── EXCERPT ──

Coronary Artery Thrombus


Article Author:
Davinder Singh


Article Editor:
Kunal Mahajan


Editors In Chief:
Kranthi Sitammagari
Mayank Singhal


Managing Editors:
Avais Raja
Orawan Chaigasame
Carrie Smith
Abdul Waheed
Khalid Alsayouri
Kyle Blair
Trevor Nezwek
Radia Jamil
Erin Hughes
Patrick Le
Anoosh Zafar Gondal
Saad Nazir
William Gossman
Hassam Zulfiqar
Navid Mahabadi
Hussain Sajjad
Steve Bhimji
Muhammad Hashmi
John Shell
Matthew Varacallo
Heba Mahdy
Ahmad Malik
Sarosh Vaqar
Mark Pellegrini
James Hughes
Beata Beatty
Daniyal Ameen
Altif Muneeb
Beenish Sohail
Nazia Sadiq
Hajira Basit
Phillip Hynes
Komal Shaheen
Sandeep Sekhon


Updated:
6/4/2019 5:49:19 PM

Introduction

The pathogenesis of acute myocardial infarction (AMI) and unstable angina is the rupture of the coronary artery plaque resulting in acute thrombotic occlusion of a coronary artery. Thus, the thrombus forms an integral part of the atherosclerotic coronary plaques.[1] There is a consensus that intracoronary thrombus makes up a challenging target for revascularization because of its unique characteristics. It has a crucial impact on the performance and outcome of the percutaneous coronary intervention (PCI). So, it is a strong predictor of PCI induced major adverse coronary events.[2]

Etiology

The main risk factors involved in the initiation of coronary thrombus include smoking, physical inactivity, obesity, stress, family history of atherosclerosis, hyperlipidemia, diabetes mellitus, and hypertension.[3]

Epidemiology

Coronary thrombosis with myocardial infarction is a serious disease and is a major cause of morbidity and mortality worldwide.[1] It kills at least 200,000 persons a year in the United States and cripples unknown numbers.

───

__WORK ITEM__:
Write out the coronary artery thrombus text again from "Epidemiology" up to and including "cripples unknown numbers.", switching "worldwide" to "around the world". The data after this point comes from a separate source.

── PROVIDED DATA ──

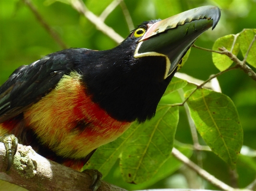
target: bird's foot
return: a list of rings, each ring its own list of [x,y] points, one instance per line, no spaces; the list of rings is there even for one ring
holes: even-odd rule
[[[91,186],[90,186],[90,188],[93,191],[96,191],[101,184],[102,174],[94,169],[85,169],[83,172],[90,175],[92,178],[92,182]]]
[[[18,139],[14,135],[5,134],[3,136],[0,136],[0,142],[3,143],[5,146],[6,157],[7,158],[7,169],[6,171],[8,171],[12,163],[13,156],[15,154],[16,151],[17,151]]]

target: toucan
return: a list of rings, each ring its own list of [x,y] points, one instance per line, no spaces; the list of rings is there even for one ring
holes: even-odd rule
[[[18,141],[80,170],[132,123],[150,120],[186,52],[220,16],[197,8],[144,22],[111,49],[64,49],[17,68],[0,87],[7,170]]]

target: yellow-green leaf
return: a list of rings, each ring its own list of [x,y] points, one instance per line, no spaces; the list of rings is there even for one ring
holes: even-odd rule
[[[231,50],[233,45],[233,47]],[[218,38],[214,43],[212,49],[219,51],[218,48],[225,47],[235,55],[239,52],[239,43],[235,38],[234,34],[229,34]],[[220,71],[225,70],[231,66],[233,61],[226,55],[212,53],[213,63]]]
[[[187,84],[187,82],[183,79],[180,79],[176,77],[173,77],[171,81],[167,87],[163,96],[177,91],[181,88],[183,88]]]
[[[144,124],[134,124],[132,140],[120,158],[120,168],[127,182],[141,183],[157,173],[170,157],[178,124],[177,107],[161,106],[156,115]]]
[[[199,89],[187,103],[202,137],[213,152],[233,169],[243,145],[243,133],[231,99],[221,93]]]
[[[245,29],[239,35],[240,49],[244,56],[245,56],[255,35],[256,35],[256,29]],[[255,42],[253,44],[249,52],[246,62],[254,67],[256,67],[256,44]]]

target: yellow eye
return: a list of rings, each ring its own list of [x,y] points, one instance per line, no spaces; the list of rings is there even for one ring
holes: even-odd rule
[[[134,32],[134,36],[135,38],[140,37],[145,34],[146,30],[144,28],[139,28]]]

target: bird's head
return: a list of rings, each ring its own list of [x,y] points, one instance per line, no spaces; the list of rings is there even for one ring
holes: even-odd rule
[[[216,6],[206,6],[182,12],[163,20],[143,22],[128,37],[136,45],[135,58],[160,56],[165,58],[164,79],[170,76],[200,35],[220,17]]]
[[[207,6],[144,22],[118,46],[96,51],[100,69],[94,65],[85,75],[93,101],[121,121],[152,118],[186,52],[220,16],[219,8]]]

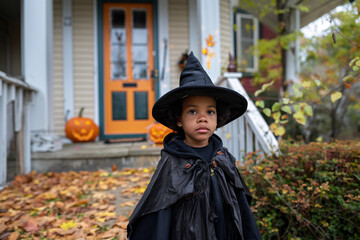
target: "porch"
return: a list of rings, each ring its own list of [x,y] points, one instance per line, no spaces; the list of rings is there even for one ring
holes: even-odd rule
[[[64,144],[56,152],[33,152],[31,169],[37,172],[97,171],[155,167],[160,159],[162,146],[149,141],[104,141]]]

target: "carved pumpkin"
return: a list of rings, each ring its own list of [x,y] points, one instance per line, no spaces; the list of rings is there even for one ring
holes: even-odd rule
[[[79,116],[66,122],[66,137],[73,142],[92,142],[99,135],[99,127],[90,118],[82,117],[84,108],[80,109]]]
[[[154,143],[162,144],[166,135],[171,132],[170,128],[165,127],[161,123],[155,123],[150,127],[149,137]]]

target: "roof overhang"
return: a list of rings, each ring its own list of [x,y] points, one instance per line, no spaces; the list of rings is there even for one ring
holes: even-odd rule
[[[246,12],[259,18],[260,22],[265,24],[267,27],[276,30],[278,29],[278,19],[277,15],[274,13],[274,6],[271,6],[272,0],[253,0],[254,6],[249,6],[248,0],[233,0],[233,6],[245,10]],[[330,12],[339,5],[342,5],[348,0],[286,0],[286,8],[296,7],[299,3],[306,6],[309,11],[300,13],[300,28],[306,26],[307,24],[315,21],[319,17]],[[267,11],[268,14],[261,16],[263,9],[260,6],[269,6],[270,11]]]

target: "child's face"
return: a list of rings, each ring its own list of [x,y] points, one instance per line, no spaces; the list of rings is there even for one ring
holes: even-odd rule
[[[216,130],[216,101],[213,97],[190,96],[184,99],[177,125],[185,132],[184,142],[191,147],[208,145]]]

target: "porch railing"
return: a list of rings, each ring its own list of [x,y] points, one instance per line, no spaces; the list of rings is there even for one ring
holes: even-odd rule
[[[228,87],[243,95],[248,101],[248,109],[242,117],[218,129],[216,134],[240,161],[251,152],[279,154],[278,141],[239,81],[241,76],[241,73],[225,73],[217,85]]]
[[[11,141],[16,174],[31,170],[30,102],[35,92],[26,82],[0,71],[0,189],[7,182]]]

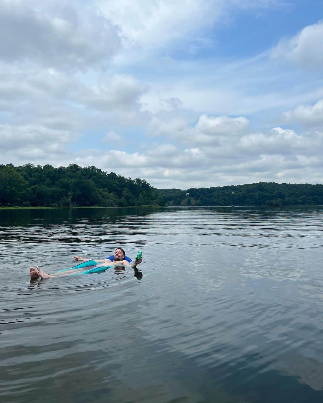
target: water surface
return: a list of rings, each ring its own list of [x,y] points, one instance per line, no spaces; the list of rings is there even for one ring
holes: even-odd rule
[[[323,401],[323,208],[0,210],[2,402]],[[31,280],[121,246],[144,262]]]

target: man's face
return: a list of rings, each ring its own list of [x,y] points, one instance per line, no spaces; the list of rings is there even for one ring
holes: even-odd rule
[[[123,260],[124,257],[124,255],[121,249],[115,249],[114,251],[114,255],[113,256],[114,260],[115,260],[116,262],[118,262],[119,260]]]

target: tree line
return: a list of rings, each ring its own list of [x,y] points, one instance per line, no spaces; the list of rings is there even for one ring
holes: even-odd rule
[[[1,206],[124,207],[165,203],[144,179],[108,174],[95,166],[0,164]]]
[[[199,189],[158,189],[166,205],[323,205],[323,185],[260,182]]]
[[[260,182],[199,189],[157,189],[145,179],[76,164],[55,168],[0,164],[0,206],[323,205],[323,185]]]

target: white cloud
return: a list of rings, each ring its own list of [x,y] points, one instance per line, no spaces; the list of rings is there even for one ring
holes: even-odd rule
[[[190,49],[210,46],[212,41],[205,30],[216,23],[229,23],[230,11],[263,9],[276,3],[273,0],[96,1],[103,15],[120,27],[128,48],[130,45],[152,52],[176,47],[180,41],[189,43]]]
[[[69,157],[68,143],[75,139],[69,132],[40,125],[0,125],[0,151],[2,163],[21,165],[36,162],[59,164]]]
[[[323,124],[323,99],[313,106],[300,105],[293,110],[285,112],[283,117],[288,122],[296,120],[304,125],[316,126]]]
[[[63,68],[106,64],[120,47],[117,27],[73,1],[2,1],[0,36],[2,60]]]
[[[120,136],[120,134],[118,134],[114,131],[108,132],[105,137],[102,138],[102,140],[105,143],[122,141],[124,144],[125,141],[124,139],[122,136]]]
[[[204,134],[234,136],[240,134],[247,127],[249,121],[240,116],[230,118],[227,116],[200,116],[195,128]]]
[[[310,69],[323,67],[323,21],[308,25],[282,39],[272,51],[274,59],[286,59]]]
[[[165,120],[153,116],[149,133],[152,136],[176,138],[185,144],[218,145],[221,137],[226,141],[228,138],[241,135],[249,124],[247,119],[243,116],[231,118],[204,114],[199,116],[195,126],[191,127],[183,118]]]
[[[139,112],[140,97],[147,89],[147,85],[132,75],[114,74],[91,87],[84,86],[75,94],[74,100],[108,113],[134,109]]]

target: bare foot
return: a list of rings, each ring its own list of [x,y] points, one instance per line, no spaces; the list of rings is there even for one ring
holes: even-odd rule
[[[29,270],[30,274],[30,278],[38,278],[39,277],[39,274],[36,269],[34,267],[31,267]]]
[[[53,276],[51,276],[50,274],[48,274],[47,273],[45,273],[43,270],[42,270],[40,268],[39,266],[37,266],[37,270],[38,270],[38,275],[41,278],[51,278]]]

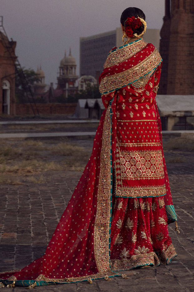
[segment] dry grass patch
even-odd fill
[[[0,144],[0,183],[40,183],[48,172],[83,171],[90,151],[70,142],[6,140]]]

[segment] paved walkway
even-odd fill
[[[179,167],[173,164],[167,165],[180,231],[178,235],[174,224],[169,225],[178,254],[170,264],[126,272],[129,278],[126,279],[116,277],[110,281],[97,280],[92,284],[80,282],[36,287],[36,290],[194,292],[194,155],[188,153],[186,155],[190,155],[189,163],[178,165]],[[54,175],[51,173],[48,183],[0,186],[1,271],[22,268],[44,252],[80,174],[73,171]],[[16,287],[9,291],[26,290]]]
[[[72,131],[71,129],[70,131]],[[179,136],[187,135],[188,137],[194,135],[194,131],[162,131],[163,138],[165,136]],[[76,136],[94,136],[96,131],[45,132],[34,133],[0,133],[0,138],[38,138],[45,137],[67,137]]]
[[[28,121],[0,121],[0,125],[28,125],[33,124],[75,124],[98,123],[99,120],[31,120]]]

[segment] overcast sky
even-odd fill
[[[9,39],[17,42],[21,66],[36,71],[41,64],[46,83],[55,84],[60,61],[70,47],[79,75],[80,37],[115,29],[120,26],[122,12],[130,6],[143,10],[148,28],[160,29],[164,3],[165,0],[0,0],[0,15]]]

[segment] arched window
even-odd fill
[[[10,115],[10,84],[7,80],[3,80],[2,90],[2,113]]]

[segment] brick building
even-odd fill
[[[193,94],[194,17],[194,0],[165,0],[161,31],[163,64],[160,94]]]
[[[15,49],[16,42],[9,41],[0,31],[0,115],[14,115],[15,98]]]

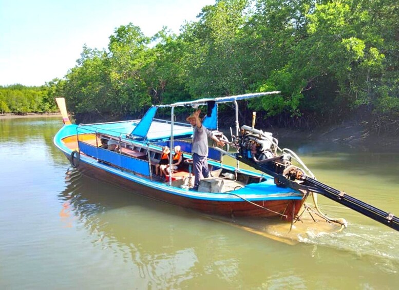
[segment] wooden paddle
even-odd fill
[[[69,120],[69,117],[68,117],[68,112],[65,105],[65,99],[63,98],[56,98],[55,102],[57,102],[58,108],[62,115],[62,122],[65,125],[70,125],[72,124]]]

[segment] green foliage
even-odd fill
[[[42,113],[55,110],[45,86],[16,84],[0,88],[0,113]]]
[[[65,79],[47,84],[42,103],[52,106],[50,99],[63,95],[75,113],[122,115],[278,90],[250,108],[332,118],[362,106],[397,115],[398,11],[396,0],[218,0],[179,35],[164,27],[148,37],[129,24],[115,29],[107,50],[85,46]],[[40,95],[30,98],[6,105],[43,109]]]

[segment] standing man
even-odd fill
[[[209,177],[208,168],[208,137],[214,140],[218,146],[224,146],[224,142],[219,140],[217,137],[212,134],[212,132],[202,126],[199,118],[201,110],[198,109],[188,116],[186,121],[194,127],[193,136],[193,145],[191,152],[193,154],[193,164],[194,165],[195,182],[193,189],[197,190],[200,180],[204,178]]]

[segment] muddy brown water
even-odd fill
[[[399,233],[350,209],[319,197],[325,214],[348,221],[341,231],[200,215],[82,176],[53,145],[61,126],[59,118],[0,120],[0,288],[399,285]],[[399,214],[397,153],[302,141],[280,145],[320,181]]]

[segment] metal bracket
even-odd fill
[[[388,220],[388,222],[390,222],[391,220],[392,220],[392,219],[393,218],[393,217],[394,217],[395,215],[392,214],[392,212],[388,212],[388,216],[387,216],[385,218]]]

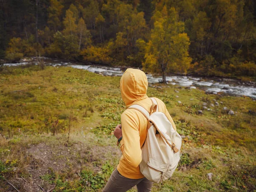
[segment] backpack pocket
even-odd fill
[[[180,156],[178,156],[178,157],[176,160],[175,160],[173,163],[169,166],[168,167],[168,169],[166,171],[166,172],[164,174],[163,177],[163,180],[166,180],[166,179],[171,177],[173,172],[177,168],[178,165],[179,164],[179,162],[180,162]]]
[[[166,164],[149,157],[142,173],[148,180],[158,183],[165,172],[166,166]]]

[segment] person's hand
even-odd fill
[[[121,124],[117,125],[114,130],[114,135],[119,140],[122,136]]]

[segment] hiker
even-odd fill
[[[143,72],[128,69],[121,78],[120,88],[122,98],[127,108],[137,104],[150,111],[152,103],[147,96],[148,80]],[[159,111],[165,114],[176,130],[164,103],[155,99]],[[117,144],[120,145],[122,155],[103,191],[126,192],[136,185],[139,192],[150,192],[152,182],[144,177],[139,166],[142,160],[141,148],[148,131],[148,119],[138,110],[127,109],[121,116],[121,122],[116,127],[114,135],[118,140]]]

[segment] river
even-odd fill
[[[71,67],[81,70],[108,76],[122,76],[125,68],[118,67],[106,67],[100,65],[89,64],[84,65],[81,63],[65,62],[58,59],[41,57],[40,62],[45,65],[55,67],[61,66]],[[2,66],[17,66],[23,65],[35,64],[38,62],[38,58],[33,57],[24,58],[19,63],[4,63]],[[162,80],[159,76],[147,74],[148,82],[151,84],[158,83]],[[185,87],[190,89],[201,89],[209,94],[223,93],[238,96],[247,96],[256,99],[256,83],[254,82],[244,82],[240,81],[226,78],[209,78],[191,76],[170,75],[166,77],[168,83]]]

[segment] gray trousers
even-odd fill
[[[125,192],[136,185],[138,192],[150,192],[152,187],[152,182],[146,178],[133,179],[122,175],[117,169],[113,172],[103,192]]]

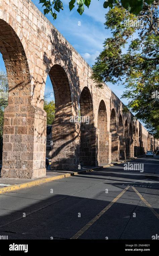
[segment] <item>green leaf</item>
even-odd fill
[[[84,5],[82,5],[81,6],[79,6],[77,10],[78,12],[80,15],[82,15],[82,13],[84,11]]]
[[[46,9],[44,9],[44,15],[45,15],[46,14],[47,14],[49,13],[49,12],[50,11],[50,10],[49,10],[48,9],[46,8]]]
[[[90,5],[91,0],[84,0],[84,3],[88,8]]]
[[[55,12],[54,12],[53,13],[52,13],[52,15],[54,18],[54,20],[56,20],[57,17],[57,14],[56,13],[55,13]]]
[[[105,1],[103,4],[103,7],[104,8],[107,8],[109,6],[109,3],[108,2]]]
[[[77,5],[78,6],[78,8],[77,10],[80,15],[82,15],[84,11],[84,2],[83,0],[77,0]]]
[[[69,2],[69,9],[70,10],[70,11],[71,11],[71,10],[73,8],[74,8],[74,4],[75,2],[75,0],[71,0],[70,2]]]
[[[145,0],[145,2],[150,5],[152,4],[154,1],[154,0]]]
[[[137,15],[143,8],[143,0],[121,0],[121,4],[130,12]]]

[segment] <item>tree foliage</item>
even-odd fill
[[[55,106],[54,101],[52,100],[49,102],[44,100],[44,109],[47,113],[47,124],[52,124],[55,119]]]
[[[103,82],[123,83],[126,90],[122,97],[128,101],[127,106],[156,138],[159,137],[158,6],[158,1],[151,6],[145,3],[137,17],[119,3],[109,9],[105,25],[112,36],[105,40],[92,76],[99,87]]]
[[[80,15],[82,15],[84,11],[85,7],[89,8],[91,2],[91,0],[70,0],[69,2],[69,8],[71,11],[75,7],[76,3],[77,11]],[[120,1],[117,0],[107,0],[106,1],[103,0],[103,7],[104,8],[109,7],[112,8],[114,4],[119,2]],[[143,9],[144,2],[148,4],[151,5],[153,0],[121,0],[120,3],[130,13],[137,15]],[[42,7],[45,8],[44,9],[45,15],[51,13],[54,20],[56,20],[57,18],[56,11],[59,12],[61,10],[63,10],[63,4],[60,0],[40,0],[39,3],[43,4]]]

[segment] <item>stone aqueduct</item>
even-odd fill
[[[0,0],[0,52],[9,86],[5,110],[1,175],[46,175],[49,75],[55,94],[51,168],[77,169],[142,155],[155,140],[106,86],[97,88],[91,68],[30,0]],[[89,116],[90,123],[70,122]]]

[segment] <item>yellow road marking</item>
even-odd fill
[[[40,184],[45,183],[47,182],[50,182],[51,181],[55,181],[60,179],[63,179],[63,178],[69,177],[70,175],[70,173],[66,173],[65,174],[58,175],[51,177],[50,178],[43,178],[38,180],[37,180],[30,181],[25,183],[21,183],[19,185],[11,185],[10,186],[8,186],[8,187],[5,188],[0,188],[0,194],[3,194],[3,193],[5,193],[6,192],[11,192],[12,191],[17,190],[22,188],[30,188],[31,187],[36,186],[38,185],[40,185]]]
[[[102,215],[105,213],[107,211],[107,210],[109,209],[110,207],[111,207],[112,205],[113,205],[113,203],[114,203],[115,202],[116,202],[117,200],[119,199],[119,198],[120,198],[120,197],[122,195],[124,194],[124,193],[125,193],[125,191],[126,191],[127,189],[130,187],[130,186],[127,186],[126,188],[125,188],[125,189],[124,189],[123,190],[122,192],[121,192],[117,197],[115,197],[114,199],[113,199],[113,201],[112,201],[110,203],[109,203],[109,204],[108,204],[108,205],[106,206],[104,209],[103,209],[102,211],[100,212],[98,214],[98,215],[96,215],[95,217],[93,219],[92,219],[92,220],[91,220],[87,224],[86,224],[85,226],[84,226],[83,228],[82,228],[81,230],[80,230],[79,231],[78,231],[77,233],[76,233],[76,234],[75,234],[73,236],[72,236],[72,237],[71,237],[70,238],[71,239],[77,239],[77,238],[78,238],[79,236],[80,236],[81,235],[84,233],[84,232],[85,232],[85,231],[87,230],[87,229],[88,229],[92,225],[92,224],[93,224],[97,220],[99,219],[99,218],[101,217]]]
[[[134,187],[132,187],[134,191],[135,191],[137,194],[140,197],[141,200],[142,200],[145,203],[147,206],[147,207],[148,207],[149,209],[155,215],[155,216],[156,216],[158,219],[159,219],[159,214],[157,212],[156,212],[155,210],[154,210],[151,205],[148,202],[147,202],[145,198],[144,198],[143,196],[141,195],[141,194],[140,194],[139,192],[138,192],[137,189],[136,189]]]

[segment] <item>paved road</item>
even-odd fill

───

__EXERCISE RESULT__:
Epidemiology

Coronary thrombosis with myocardial infarction is a serious disease and is a major cause of morbidity and mortality around the world.[1] It kills at least 200,000 persons a year in the United States and cripples unknown numbers.